_DATA RECORDS_.
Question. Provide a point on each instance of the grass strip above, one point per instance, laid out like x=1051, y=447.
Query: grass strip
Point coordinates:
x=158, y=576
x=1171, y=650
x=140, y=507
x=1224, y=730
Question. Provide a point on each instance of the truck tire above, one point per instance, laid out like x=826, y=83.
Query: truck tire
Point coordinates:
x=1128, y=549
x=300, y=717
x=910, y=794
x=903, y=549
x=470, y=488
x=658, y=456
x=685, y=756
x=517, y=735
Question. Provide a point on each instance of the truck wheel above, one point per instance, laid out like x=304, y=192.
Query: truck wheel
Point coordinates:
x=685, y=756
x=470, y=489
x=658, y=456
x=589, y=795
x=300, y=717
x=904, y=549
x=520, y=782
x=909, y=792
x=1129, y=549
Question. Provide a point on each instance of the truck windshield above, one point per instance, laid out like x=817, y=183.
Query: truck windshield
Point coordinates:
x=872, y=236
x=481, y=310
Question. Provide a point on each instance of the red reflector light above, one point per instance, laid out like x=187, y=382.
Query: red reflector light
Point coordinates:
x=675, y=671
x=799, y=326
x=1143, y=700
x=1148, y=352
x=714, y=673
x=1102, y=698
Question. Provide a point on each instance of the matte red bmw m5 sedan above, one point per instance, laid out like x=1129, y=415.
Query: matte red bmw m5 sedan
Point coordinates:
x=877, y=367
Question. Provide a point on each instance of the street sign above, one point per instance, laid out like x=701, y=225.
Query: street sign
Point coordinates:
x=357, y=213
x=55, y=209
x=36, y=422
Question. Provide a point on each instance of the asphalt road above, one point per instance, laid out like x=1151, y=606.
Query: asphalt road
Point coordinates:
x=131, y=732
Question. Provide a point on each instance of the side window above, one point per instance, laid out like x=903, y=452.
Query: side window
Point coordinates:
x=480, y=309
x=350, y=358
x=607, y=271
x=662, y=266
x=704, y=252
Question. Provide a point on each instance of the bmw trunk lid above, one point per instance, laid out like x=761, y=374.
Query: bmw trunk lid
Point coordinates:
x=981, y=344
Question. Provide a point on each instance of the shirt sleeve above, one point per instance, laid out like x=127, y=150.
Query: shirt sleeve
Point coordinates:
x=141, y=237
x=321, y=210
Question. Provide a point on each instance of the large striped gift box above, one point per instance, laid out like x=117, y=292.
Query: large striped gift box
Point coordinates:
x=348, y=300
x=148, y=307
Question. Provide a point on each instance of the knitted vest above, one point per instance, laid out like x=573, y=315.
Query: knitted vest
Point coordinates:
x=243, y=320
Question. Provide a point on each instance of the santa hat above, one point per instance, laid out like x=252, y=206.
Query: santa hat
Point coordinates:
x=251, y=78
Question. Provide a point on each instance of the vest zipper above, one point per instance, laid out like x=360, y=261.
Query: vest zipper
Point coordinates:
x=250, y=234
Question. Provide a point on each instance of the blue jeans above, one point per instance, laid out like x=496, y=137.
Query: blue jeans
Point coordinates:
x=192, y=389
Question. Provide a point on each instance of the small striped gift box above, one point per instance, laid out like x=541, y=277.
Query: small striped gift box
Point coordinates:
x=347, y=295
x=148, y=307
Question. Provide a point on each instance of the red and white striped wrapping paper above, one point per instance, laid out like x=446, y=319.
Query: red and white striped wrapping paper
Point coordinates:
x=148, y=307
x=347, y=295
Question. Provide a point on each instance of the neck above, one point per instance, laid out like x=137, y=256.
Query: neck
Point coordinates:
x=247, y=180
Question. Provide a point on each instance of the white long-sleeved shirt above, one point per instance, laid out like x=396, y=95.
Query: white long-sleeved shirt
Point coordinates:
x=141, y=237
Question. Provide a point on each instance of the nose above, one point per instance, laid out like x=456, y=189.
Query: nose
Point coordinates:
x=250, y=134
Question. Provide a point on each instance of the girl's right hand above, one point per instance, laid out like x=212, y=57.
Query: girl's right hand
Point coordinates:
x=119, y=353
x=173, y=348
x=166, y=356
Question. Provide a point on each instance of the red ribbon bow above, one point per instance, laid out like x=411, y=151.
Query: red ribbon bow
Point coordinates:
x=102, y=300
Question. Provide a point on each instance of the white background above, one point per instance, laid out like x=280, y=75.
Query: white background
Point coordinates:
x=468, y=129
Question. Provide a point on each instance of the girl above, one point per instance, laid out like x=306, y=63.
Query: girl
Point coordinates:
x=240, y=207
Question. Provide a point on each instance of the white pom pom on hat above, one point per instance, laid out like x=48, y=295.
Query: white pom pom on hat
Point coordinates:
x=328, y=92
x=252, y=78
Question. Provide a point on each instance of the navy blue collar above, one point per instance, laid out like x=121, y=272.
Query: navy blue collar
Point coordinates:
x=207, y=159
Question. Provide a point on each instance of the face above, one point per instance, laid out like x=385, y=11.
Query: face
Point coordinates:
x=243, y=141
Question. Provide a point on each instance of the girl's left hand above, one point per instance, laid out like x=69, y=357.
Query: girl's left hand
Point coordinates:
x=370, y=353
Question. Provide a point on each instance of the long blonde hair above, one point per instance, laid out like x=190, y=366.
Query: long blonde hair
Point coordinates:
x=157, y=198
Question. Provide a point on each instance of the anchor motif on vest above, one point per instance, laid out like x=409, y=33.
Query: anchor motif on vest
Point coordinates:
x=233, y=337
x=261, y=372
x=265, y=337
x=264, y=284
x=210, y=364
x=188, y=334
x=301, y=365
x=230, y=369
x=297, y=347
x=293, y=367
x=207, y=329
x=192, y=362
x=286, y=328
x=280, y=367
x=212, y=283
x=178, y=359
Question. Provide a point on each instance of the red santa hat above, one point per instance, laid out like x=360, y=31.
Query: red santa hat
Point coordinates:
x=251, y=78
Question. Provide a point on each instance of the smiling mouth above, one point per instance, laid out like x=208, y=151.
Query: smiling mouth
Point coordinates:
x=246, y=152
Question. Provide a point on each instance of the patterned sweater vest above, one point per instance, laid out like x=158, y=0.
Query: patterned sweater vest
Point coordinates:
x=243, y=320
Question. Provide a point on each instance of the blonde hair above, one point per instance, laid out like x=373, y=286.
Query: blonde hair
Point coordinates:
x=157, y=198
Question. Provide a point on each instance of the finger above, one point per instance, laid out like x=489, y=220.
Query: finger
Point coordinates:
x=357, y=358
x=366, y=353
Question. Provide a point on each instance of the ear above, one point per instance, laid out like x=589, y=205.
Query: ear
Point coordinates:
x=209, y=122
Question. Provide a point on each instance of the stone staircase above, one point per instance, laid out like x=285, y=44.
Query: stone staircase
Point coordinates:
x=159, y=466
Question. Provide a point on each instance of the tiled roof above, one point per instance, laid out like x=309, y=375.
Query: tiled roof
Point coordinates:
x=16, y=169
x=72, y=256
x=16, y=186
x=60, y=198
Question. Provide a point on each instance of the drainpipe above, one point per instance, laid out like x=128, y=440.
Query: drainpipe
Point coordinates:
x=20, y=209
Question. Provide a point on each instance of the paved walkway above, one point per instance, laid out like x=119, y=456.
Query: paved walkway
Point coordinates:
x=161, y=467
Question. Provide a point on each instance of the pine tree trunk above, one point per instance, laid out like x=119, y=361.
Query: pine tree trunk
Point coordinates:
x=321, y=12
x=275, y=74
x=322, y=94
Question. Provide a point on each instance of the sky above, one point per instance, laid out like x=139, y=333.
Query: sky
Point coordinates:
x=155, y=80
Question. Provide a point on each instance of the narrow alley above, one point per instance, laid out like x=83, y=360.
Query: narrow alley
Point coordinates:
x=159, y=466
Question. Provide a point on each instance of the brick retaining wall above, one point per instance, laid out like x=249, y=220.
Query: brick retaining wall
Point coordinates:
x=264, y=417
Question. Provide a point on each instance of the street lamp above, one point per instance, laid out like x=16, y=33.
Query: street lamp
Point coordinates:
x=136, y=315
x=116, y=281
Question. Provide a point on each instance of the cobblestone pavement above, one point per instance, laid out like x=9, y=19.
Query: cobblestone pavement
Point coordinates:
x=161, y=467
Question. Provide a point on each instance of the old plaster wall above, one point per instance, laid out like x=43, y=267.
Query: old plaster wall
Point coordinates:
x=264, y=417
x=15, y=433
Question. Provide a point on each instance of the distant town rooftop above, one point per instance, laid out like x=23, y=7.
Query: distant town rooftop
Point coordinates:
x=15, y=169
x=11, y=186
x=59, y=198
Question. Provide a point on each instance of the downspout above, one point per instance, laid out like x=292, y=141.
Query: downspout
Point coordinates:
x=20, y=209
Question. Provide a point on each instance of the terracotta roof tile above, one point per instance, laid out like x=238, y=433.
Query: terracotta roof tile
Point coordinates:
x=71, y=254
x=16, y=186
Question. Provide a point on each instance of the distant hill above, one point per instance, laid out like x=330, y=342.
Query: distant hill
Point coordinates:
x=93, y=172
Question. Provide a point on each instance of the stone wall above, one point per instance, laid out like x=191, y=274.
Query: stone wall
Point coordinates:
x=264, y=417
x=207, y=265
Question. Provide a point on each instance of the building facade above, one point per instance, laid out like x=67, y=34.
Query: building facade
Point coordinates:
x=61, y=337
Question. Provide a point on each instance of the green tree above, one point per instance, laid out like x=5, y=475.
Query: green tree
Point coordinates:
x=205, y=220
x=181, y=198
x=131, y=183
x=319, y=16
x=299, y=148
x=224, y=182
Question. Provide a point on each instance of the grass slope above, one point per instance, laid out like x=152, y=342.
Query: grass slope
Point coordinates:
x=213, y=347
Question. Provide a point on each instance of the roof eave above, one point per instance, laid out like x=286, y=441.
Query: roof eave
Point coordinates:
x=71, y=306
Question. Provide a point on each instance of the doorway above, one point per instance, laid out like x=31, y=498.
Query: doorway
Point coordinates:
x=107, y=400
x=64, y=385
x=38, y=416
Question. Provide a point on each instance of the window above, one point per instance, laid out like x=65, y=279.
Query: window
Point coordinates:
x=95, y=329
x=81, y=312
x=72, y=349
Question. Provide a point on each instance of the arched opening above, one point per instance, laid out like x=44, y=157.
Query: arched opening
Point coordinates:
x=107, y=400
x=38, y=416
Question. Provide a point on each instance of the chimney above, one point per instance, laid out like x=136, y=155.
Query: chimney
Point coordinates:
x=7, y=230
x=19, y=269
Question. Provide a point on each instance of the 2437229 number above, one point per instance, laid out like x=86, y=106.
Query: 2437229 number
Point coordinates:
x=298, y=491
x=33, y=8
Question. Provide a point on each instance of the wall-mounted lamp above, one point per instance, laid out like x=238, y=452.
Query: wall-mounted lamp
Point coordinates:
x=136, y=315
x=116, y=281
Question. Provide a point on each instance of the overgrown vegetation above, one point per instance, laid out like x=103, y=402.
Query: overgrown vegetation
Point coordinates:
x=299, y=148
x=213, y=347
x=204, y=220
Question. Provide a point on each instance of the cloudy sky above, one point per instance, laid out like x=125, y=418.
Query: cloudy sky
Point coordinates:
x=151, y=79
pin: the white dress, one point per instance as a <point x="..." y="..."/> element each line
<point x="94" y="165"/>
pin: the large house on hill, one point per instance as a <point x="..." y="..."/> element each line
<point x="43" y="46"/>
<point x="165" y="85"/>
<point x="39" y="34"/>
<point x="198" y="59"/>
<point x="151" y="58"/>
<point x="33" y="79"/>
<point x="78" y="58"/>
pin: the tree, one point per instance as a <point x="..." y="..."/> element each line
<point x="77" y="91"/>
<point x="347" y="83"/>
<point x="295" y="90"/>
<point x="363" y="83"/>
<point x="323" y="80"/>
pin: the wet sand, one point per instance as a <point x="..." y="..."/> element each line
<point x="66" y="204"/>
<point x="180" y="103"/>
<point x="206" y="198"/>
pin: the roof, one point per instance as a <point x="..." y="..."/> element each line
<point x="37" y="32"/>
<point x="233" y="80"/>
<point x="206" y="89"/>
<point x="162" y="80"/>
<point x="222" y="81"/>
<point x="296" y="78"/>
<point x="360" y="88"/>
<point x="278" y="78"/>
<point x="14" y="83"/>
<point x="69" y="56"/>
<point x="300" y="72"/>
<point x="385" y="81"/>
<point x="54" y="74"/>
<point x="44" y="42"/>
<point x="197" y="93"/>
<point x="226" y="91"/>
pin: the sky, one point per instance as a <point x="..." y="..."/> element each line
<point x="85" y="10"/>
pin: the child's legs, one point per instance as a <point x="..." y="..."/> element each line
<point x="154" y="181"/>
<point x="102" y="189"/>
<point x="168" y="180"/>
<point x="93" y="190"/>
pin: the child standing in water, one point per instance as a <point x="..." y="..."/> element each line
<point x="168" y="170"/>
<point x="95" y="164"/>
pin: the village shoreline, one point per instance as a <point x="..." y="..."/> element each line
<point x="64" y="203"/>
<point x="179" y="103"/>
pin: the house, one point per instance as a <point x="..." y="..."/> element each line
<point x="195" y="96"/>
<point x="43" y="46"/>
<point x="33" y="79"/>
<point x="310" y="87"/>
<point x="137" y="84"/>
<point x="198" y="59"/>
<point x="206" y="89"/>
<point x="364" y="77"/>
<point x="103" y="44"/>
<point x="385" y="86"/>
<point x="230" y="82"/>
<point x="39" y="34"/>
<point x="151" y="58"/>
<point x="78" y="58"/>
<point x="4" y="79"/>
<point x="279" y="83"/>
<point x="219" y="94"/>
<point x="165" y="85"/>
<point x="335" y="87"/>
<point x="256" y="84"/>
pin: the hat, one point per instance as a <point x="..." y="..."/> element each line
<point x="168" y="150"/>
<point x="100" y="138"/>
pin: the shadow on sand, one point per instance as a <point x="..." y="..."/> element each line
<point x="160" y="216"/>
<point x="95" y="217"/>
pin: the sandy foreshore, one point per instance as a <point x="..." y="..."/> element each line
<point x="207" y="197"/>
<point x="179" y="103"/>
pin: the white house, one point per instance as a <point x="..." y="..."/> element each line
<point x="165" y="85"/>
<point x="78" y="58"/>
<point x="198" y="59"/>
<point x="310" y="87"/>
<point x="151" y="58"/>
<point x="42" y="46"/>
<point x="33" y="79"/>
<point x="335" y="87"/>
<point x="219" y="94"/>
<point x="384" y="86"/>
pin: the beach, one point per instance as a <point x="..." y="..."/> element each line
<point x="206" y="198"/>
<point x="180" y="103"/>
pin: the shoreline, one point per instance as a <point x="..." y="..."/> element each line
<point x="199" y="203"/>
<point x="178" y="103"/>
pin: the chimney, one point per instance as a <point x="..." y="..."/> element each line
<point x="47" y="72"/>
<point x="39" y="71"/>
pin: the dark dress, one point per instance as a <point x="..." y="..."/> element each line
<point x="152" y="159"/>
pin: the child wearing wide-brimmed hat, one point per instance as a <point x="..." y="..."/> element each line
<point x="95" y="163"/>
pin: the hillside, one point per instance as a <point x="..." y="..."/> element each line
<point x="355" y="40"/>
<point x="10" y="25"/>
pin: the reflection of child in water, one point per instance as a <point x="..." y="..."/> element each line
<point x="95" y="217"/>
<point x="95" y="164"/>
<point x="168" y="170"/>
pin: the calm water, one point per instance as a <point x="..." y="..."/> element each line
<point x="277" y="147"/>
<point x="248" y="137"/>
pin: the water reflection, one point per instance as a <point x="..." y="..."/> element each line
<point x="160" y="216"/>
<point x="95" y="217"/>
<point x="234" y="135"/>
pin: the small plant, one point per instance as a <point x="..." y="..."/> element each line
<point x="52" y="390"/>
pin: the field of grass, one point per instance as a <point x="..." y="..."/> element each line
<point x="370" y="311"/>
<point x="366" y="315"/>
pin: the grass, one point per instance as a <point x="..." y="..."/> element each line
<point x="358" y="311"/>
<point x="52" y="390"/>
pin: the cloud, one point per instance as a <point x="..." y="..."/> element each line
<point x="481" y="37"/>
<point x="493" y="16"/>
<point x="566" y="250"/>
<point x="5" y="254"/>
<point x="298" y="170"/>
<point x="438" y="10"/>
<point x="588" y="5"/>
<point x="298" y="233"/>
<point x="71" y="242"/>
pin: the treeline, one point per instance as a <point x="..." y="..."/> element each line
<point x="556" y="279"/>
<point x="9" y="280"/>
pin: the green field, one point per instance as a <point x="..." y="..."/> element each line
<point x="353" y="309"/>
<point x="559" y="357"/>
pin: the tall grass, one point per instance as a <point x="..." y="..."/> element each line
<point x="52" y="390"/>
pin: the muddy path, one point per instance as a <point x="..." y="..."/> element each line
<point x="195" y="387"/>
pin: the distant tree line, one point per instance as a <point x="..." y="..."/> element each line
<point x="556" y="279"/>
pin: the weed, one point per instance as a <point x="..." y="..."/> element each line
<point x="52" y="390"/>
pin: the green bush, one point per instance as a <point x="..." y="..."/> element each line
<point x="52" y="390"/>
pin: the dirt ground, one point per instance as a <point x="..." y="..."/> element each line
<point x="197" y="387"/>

_TASK TO COMPLETE_.
Across all the records, find the lines containing the word "striped" and reproduce each one.

_WRITTEN REPLY_.
Question. Provide a point on each instance of the large striped gift box above, one point per instance, laid out like x=117, y=292.
Query: large striped gift box
Question. Provide a point on each instance of the small striped gift box above, one point per instance, laid out like x=541, y=277.
Query: small striped gift box
Question. Provide a point on each instance of the red and white striped wrapping paper above, one point per instance, laid out like x=446, y=319.
Query: red and white striped wrapping paper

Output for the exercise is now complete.